SOURCE EXCERPT →
>> Begin

With the RPM system, you have a lot of choices. You can install or upgrade packages with the rpm command. You can install or upgrade packages with special programs you write using the C API. And you can install or upgrade packages using the Python API. If you are writing a special program to install or upgrade packages, the Python API makes this task much easier. As with the C API, most of your work needs to be part of a transaction set.
To install or upgrade a package, you need to create a transaction set, build up the transaction with packages, which are stored as transaction elements within the transaction set, check for unresolved dependencies, reorder the transaction set based on the dependencies, and then run the transaction set. Running the transaction set installs or upgrades the packages. The following sections cover these steps.

>> End

PARTS OF THE EXERCISE →
1 – Please print the RPM passage from "With the RPM system, you" down to "a transaction set.".
2 – Answer these questions using the RPM passage:
(a) Which two APIs, besides the rpm command, can be used to install or upgrade packages?
(b) What are packages stored as within a transaction set?
(c) What step comes immediately before running the transaction set?

[Saved entries]
>> Begin

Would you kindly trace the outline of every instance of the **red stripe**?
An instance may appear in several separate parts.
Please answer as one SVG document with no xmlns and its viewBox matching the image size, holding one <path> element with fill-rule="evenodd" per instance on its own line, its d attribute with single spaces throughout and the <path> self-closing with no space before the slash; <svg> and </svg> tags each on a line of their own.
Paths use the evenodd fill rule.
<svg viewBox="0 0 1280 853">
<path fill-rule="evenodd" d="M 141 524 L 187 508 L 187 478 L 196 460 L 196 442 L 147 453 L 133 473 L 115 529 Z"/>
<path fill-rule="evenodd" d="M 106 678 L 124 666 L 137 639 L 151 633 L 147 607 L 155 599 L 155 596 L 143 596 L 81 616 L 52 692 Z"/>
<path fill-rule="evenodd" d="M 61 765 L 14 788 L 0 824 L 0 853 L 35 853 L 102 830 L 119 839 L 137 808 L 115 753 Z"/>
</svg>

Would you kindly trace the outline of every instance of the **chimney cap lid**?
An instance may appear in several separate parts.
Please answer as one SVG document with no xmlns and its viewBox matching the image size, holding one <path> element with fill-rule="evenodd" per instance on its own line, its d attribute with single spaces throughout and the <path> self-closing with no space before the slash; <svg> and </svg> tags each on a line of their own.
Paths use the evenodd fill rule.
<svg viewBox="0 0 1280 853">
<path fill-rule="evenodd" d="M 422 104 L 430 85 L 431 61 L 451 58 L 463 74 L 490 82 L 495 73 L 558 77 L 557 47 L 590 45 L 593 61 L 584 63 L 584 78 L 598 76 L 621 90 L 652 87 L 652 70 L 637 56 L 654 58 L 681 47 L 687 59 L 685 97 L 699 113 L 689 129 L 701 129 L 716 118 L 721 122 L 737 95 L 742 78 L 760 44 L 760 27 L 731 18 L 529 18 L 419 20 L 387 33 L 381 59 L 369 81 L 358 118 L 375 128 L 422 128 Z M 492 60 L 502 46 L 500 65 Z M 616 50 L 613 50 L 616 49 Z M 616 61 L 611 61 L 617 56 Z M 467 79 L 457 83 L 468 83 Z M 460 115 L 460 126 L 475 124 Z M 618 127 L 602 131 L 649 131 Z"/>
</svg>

>> End

LIST OF SOLUTIONS →
1 –
With the RPM system, you have a lot of choices. You can install or upgrade packages with the rpm command. You can install or upgrade packages with special programs you write using the C API. And you can install or upgrade packages using the Python API. If you are writing a special program to install or upgrade packages, the Python API makes this task much easier. As with the C API, most of your work needs to be part of a transaction set.

2 –
(a) The C API and the Python API.
(b) Transaction elements.
(c) Reordering the transaction set based on the dependencies.